## Given problem
Copy word for word the lines of the material below, starting at the line that contains "the white window" and ending at the end of the material, with both ends included. Leave the pictures out of your answer.

## Task input
>>>

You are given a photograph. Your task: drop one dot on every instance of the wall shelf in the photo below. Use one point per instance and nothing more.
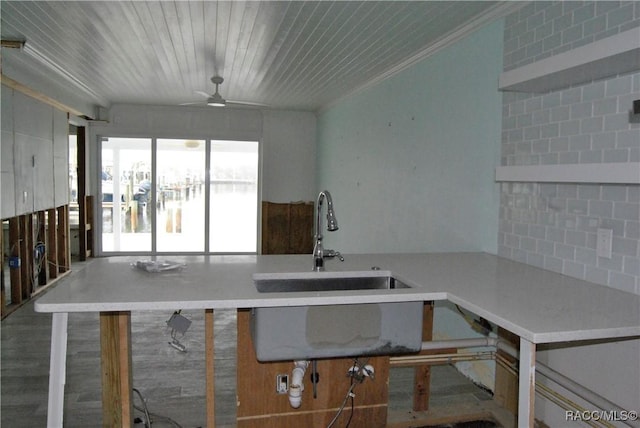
(604, 173)
(607, 57)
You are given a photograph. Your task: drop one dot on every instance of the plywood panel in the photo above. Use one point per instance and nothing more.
(287, 228)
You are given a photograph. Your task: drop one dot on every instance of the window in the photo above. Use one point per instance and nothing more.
(154, 195)
(234, 196)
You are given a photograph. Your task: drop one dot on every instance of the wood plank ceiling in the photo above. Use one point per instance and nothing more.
(299, 55)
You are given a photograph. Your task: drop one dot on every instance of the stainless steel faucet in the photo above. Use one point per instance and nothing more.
(319, 253)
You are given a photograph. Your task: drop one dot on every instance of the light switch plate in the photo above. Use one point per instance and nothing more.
(604, 243)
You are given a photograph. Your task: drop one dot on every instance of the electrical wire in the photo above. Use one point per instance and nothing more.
(147, 418)
(344, 403)
(147, 414)
(357, 375)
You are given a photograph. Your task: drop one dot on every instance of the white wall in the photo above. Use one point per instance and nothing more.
(289, 156)
(410, 161)
(35, 155)
(410, 164)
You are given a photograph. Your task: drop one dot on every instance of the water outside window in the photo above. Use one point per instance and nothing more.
(163, 208)
(234, 196)
(126, 217)
(180, 195)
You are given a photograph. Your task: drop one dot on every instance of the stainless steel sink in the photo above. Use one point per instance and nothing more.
(327, 331)
(326, 283)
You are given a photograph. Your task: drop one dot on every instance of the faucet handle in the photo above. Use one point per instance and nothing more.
(333, 253)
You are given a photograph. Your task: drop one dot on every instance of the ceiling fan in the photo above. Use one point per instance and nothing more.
(216, 100)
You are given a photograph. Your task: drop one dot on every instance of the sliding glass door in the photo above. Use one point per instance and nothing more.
(126, 219)
(157, 196)
(180, 194)
(234, 196)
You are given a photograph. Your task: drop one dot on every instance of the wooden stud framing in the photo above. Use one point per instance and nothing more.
(3, 300)
(26, 233)
(422, 373)
(15, 274)
(52, 243)
(116, 363)
(26, 266)
(64, 258)
(41, 239)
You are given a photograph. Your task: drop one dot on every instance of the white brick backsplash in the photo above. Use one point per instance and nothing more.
(553, 226)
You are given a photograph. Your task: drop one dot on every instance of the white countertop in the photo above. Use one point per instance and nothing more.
(538, 305)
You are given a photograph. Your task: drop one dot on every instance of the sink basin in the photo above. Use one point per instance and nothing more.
(328, 331)
(267, 284)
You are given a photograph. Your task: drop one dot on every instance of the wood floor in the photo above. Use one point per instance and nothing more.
(171, 382)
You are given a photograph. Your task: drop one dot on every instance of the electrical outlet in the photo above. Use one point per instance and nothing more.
(604, 242)
(282, 383)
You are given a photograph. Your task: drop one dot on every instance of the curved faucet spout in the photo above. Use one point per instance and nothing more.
(332, 225)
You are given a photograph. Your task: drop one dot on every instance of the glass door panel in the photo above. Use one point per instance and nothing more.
(180, 195)
(233, 205)
(126, 173)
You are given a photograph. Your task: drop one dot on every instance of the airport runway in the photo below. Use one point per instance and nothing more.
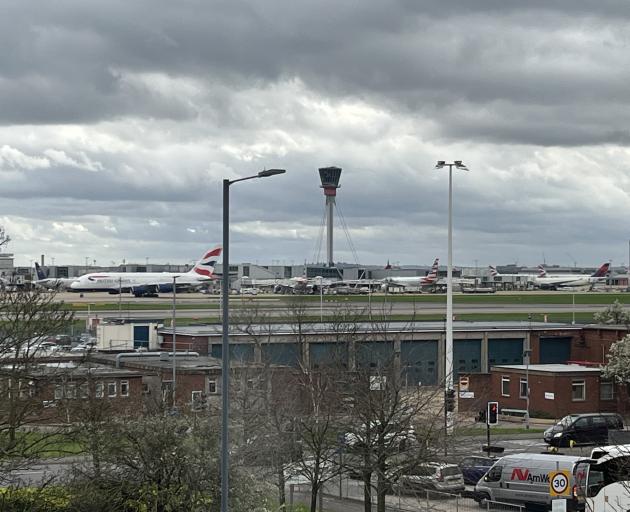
(208, 306)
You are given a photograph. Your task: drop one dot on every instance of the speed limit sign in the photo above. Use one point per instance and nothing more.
(559, 483)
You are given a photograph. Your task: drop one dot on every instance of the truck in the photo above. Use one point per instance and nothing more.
(523, 479)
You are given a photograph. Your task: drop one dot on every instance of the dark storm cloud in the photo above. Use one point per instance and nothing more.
(487, 70)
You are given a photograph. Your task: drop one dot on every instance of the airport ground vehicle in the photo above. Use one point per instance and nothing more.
(581, 429)
(433, 476)
(523, 479)
(473, 468)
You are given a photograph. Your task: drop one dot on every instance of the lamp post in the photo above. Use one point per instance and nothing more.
(225, 346)
(527, 354)
(173, 341)
(321, 298)
(448, 349)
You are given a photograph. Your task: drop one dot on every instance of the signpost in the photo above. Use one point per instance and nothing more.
(559, 483)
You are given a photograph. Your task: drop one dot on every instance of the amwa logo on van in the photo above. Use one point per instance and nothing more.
(524, 474)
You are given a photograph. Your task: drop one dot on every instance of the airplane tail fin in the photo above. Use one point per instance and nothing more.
(205, 266)
(432, 275)
(40, 272)
(602, 271)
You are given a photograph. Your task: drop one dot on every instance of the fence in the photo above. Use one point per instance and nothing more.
(345, 491)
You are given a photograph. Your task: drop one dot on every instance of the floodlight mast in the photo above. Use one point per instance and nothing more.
(448, 349)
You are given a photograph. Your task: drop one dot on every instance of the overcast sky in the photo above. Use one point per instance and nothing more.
(119, 120)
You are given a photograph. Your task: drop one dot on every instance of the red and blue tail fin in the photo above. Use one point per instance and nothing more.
(40, 272)
(602, 271)
(205, 266)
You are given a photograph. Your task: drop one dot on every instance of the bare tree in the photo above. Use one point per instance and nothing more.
(27, 317)
(389, 430)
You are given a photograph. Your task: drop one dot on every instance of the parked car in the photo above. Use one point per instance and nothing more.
(434, 476)
(473, 468)
(581, 429)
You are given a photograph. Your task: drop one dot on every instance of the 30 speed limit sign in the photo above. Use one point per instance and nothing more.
(559, 483)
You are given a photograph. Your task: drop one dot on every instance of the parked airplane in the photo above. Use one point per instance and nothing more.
(296, 285)
(416, 281)
(529, 277)
(149, 284)
(52, 283)
(552, 282)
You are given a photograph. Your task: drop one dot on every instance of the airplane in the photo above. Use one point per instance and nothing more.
(552, 282)
(416, 281)
(149, 284)
(52, 283)
(530, 277)
(293, 285)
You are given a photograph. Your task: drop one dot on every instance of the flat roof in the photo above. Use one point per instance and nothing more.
(314, 328)
(550, 368)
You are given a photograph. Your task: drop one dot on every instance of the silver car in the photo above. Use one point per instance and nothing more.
(433, 476)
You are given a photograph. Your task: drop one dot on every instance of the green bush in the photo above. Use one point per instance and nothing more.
(32, 499)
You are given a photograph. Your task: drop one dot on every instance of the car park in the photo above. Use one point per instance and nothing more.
(432, 476)
(583, 429)
(475, 467)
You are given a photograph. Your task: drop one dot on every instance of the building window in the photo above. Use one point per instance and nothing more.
(71, 391)
(578, 390)
(606, 390)
(523, 388)
(197, 400)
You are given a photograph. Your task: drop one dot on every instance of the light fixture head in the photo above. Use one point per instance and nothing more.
(270, 172)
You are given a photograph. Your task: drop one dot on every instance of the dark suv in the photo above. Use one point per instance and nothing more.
(580, 429)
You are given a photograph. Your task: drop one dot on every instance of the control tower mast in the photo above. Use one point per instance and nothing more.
(329, 177)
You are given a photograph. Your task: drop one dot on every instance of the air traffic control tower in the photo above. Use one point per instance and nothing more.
(329, 177)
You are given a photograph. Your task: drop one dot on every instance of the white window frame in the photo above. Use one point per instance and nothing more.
(71, 391)
(578, 383)
(606, 384)
(523, 381)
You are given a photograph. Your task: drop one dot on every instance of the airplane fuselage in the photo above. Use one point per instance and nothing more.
(129, 281)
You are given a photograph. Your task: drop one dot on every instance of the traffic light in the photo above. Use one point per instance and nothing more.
(449, 400)
(493, 413)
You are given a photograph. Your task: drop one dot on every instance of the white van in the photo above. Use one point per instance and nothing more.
(523, 478)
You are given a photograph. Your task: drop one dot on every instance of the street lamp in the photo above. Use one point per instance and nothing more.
(225, 346)
(448, 349)
(173, 341)
(527, 354)
(321, 298)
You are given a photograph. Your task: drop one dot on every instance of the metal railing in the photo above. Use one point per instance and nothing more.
(418, 501)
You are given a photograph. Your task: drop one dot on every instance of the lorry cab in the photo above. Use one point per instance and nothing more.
(524, 479)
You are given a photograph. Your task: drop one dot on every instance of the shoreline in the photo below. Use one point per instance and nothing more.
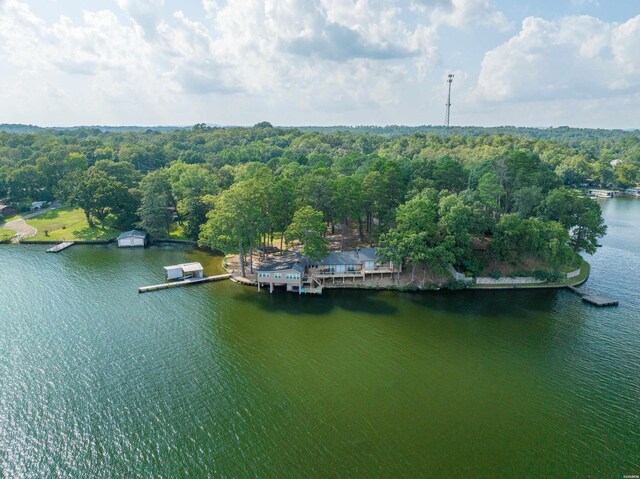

<<<

## Task result
You are given a photograph. Your task: drop one dot on every instance of the white window frame in the photo above. Use one point per instance and nothing more.
(71, 391)
(578, 383)
(606, 384)
(523, 381)
You are given a photograph. Your task: drop one dot on every instance of the airplane fuselage in the photo above. Use one point per instance and nothing more.
(129, 281)
You are given a photograph. Your task: drop one dot on every instance of the traffic light in the photo above. Use one point per instance and nothing more.
(449, 400)
(493, 413)
You are given a photograph. Your task: drop one dot on every instance of the white van in the photo above. Use one point per instance and nothing more.
(523, 478)
You are given a photograph. Your task: drop one dot on every instance of the street lamp in the photo above. Use one point per instance and nothing more.
(225, 346)
(448, 349)
(173, 341)
(527, 354)
(321, 298)
You are given a photograph. Your task: drop one dot on every instance of the metal railing in the photo above. Use one point per instance and nothing more.
(418, 501)
You are given a photograph. Your task: drop one dot on every instance of the lorry cab in the photo above. Use one point per instance and nothing more.
(524, 479)
You are given a photograph. Your task: drop one dot on every instance of the shoreline in the photo below. Use one point per instance and nothing more.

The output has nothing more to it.